● **SOURCE MATERIAL**:
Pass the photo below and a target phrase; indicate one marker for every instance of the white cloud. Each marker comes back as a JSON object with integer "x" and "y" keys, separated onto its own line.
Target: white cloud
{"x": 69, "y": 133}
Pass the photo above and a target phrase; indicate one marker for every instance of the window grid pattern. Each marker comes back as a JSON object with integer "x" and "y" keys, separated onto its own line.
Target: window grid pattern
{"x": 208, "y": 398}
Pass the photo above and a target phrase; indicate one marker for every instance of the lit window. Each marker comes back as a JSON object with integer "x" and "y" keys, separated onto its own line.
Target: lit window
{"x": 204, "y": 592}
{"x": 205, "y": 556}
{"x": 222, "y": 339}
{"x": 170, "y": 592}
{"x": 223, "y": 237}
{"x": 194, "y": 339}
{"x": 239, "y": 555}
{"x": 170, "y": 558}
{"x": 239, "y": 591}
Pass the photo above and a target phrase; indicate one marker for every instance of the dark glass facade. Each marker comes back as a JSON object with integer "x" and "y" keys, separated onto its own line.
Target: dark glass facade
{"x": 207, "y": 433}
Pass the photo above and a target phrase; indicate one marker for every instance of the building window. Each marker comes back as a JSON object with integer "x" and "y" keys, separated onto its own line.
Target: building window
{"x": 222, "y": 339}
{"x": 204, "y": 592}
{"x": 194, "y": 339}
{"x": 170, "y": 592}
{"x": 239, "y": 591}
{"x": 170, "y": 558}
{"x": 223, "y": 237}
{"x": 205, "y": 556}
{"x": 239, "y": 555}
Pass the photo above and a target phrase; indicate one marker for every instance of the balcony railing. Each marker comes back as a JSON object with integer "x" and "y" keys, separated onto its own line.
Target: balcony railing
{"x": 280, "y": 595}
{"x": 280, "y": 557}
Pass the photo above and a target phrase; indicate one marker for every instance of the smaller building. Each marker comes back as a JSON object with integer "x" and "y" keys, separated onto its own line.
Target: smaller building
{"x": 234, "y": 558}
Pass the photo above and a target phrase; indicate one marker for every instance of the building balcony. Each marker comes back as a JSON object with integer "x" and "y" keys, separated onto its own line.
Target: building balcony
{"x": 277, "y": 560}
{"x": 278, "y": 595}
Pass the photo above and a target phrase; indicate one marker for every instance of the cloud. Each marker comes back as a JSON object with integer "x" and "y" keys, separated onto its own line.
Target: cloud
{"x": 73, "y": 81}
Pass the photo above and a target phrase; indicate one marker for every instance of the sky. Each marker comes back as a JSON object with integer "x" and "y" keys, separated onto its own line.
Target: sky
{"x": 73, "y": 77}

● **PROBLEM DETAILS**:
Output exactly the lines above, from the one holding "of the cloud." through the end of the data, including the first and last.

● **WORKED ANSWER**:
Pass the photo above and a target phrase; indicate one marker for every instance of the cloud. Each marker comes back as a JSON object with integer "x" and "y" keys, separated onto its own line.
Target: cloud
{"x": 73, "y": 81}
Pass the photo above and a target phrase; indicate one marker for every instance of the sky. Each marker comes back as a JSON object with integer "x" and "y" keys, separated onto its own line.
Target: sky
{"x": 73, "y": 77}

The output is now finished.